WHAT THE EXERCISE ASKS
Write out the whole listing again, exactly as given.
::::::::::
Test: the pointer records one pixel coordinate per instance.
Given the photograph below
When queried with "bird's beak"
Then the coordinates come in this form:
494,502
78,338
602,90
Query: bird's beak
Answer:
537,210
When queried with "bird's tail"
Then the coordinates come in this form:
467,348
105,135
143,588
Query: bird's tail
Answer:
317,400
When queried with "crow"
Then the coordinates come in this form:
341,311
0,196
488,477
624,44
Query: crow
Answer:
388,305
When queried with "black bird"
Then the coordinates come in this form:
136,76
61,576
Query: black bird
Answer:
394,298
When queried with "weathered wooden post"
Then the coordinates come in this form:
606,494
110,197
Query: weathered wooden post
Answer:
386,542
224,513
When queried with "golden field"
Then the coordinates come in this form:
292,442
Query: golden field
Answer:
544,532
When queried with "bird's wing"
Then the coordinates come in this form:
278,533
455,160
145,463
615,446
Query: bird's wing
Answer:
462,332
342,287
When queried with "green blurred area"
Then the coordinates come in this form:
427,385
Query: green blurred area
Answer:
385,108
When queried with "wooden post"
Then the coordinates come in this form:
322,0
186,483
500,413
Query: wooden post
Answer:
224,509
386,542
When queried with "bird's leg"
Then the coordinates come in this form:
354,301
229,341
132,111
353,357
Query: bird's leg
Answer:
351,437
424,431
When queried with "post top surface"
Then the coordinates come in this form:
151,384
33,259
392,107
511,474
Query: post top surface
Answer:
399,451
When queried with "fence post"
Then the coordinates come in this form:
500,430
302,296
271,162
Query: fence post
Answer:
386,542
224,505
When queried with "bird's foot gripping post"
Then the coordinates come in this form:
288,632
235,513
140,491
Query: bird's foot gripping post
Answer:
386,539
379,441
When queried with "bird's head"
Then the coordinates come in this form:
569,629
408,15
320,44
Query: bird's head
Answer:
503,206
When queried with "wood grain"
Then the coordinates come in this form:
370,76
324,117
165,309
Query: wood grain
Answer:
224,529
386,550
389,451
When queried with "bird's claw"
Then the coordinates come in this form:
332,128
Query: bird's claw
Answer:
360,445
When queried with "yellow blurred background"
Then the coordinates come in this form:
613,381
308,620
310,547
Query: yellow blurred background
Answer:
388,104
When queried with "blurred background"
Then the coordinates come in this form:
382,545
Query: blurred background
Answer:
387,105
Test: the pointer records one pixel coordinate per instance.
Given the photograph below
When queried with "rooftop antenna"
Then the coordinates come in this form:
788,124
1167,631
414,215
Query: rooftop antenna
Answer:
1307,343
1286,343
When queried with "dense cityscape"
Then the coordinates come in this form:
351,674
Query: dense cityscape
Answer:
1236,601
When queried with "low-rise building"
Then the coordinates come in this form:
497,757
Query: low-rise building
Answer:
::::::::::
EXERCISE OUTPUT
Test: the pointer records one pixel coordinate per instance.
Given the photograph below
When queried with "bird's beak"
Then the coordinates come in this form:
494,502
78,338
602,90
Query: bird's beak
Answer:
537,210
When queried with "bird's tail"
Then the coordinates come in this form:
467,348
105,135
143,588
Query: bird's tail
Answer:
317,400
When queried with "crow"
Then the coordinates come in this form:
341,311
0,196
488,477
624,44
Query: crow
Answer:
388,305
When queried with "black bird"
Then the coordinates come in this form:
136,76
61,576
Query: black bird
Answer:
394,298
When queried with "weathered wooden post"
Then the coordinates come in this form:
606,494
110,197
Query: weathered wooden post
Answer:
386,542
224,513
When queried with "golden field"
Then the coordinates come in this form:
292,442
Query: golden field
Answer:
544,532
When queried with "bird's wing"
Then the coordinates come in this form:
278,533
455,160
145,463
615,446
Query: bird's wing
Answer:
462,332
342,287
When queried with "green blurred area"
Then the coordinates come in this form:
427,385
Query: green blurred area
Answer:
385,108
When queried with "wooden post"
Then the coordinates come in this form:
322,0
186,483
500,413
Query: wooden post
Answer:
224,509
386,542
When queried with "bird's leg"
Then the coordinates come in this form:
354,301
229,341
132,111
353,357
Query: bird's leg
Answer:
351,437
424,431
When queried with "post top surface"
Then the coordinates come in this form:
151,384
33,259
392,107
511,474
Query: post top surface
Answer:
399,451
When queried with "fence post"
Then the coordinates come in this form:
500,430
302,296
271,162
Query: fence post
Answer:
386,542
224,505
When queried with "bird's foot gripping post"
Then the coordinates come in this form:
288,632
235,513
140,491
Query: bird's foot gripping post
Answer:
386,539
379,441
When queried with "bird's head"
Then the coordinates come in this form:
569,629
408,15
320,44
Query: bird's head
Answer:
503,206
When queried with "wood grain"
Then the coordinates come in this form:
370,76
324,117
165,309
Query: wood grain
Answer:
224,529
386,550
389,451
When queried with "bird's claw"
Then the coordinates come in this form:
332,128
Query: bird's claw
Answer:
360,445
When queried with "yellow blurred background"
Then the coordinates come in this form:
613,381
308,620
310,547
Query: yellow blurred background
Answer:
388,104
When queried with "blurred background"
Then the coordinates come in this form:
382,545
Query: blurred background
Answer:
387,105
Test: the pointer records one pixel coordinate per instance.
Given the photograph below
When queried with "rooftop antenna"
Then the coordinates come in this form:
788,124
1167,631
414,215
Query: rooftop antenna
Answer:
1307,343
1286,343
When queried with "dense cityscape"
Then the coordinates come in this form:
351,674
Query: dense cityscape
Answer:
1236,601
When queried with "low-rise building"
Then the coordinates come in this form:
497,757
Query: low-rise building
Answer:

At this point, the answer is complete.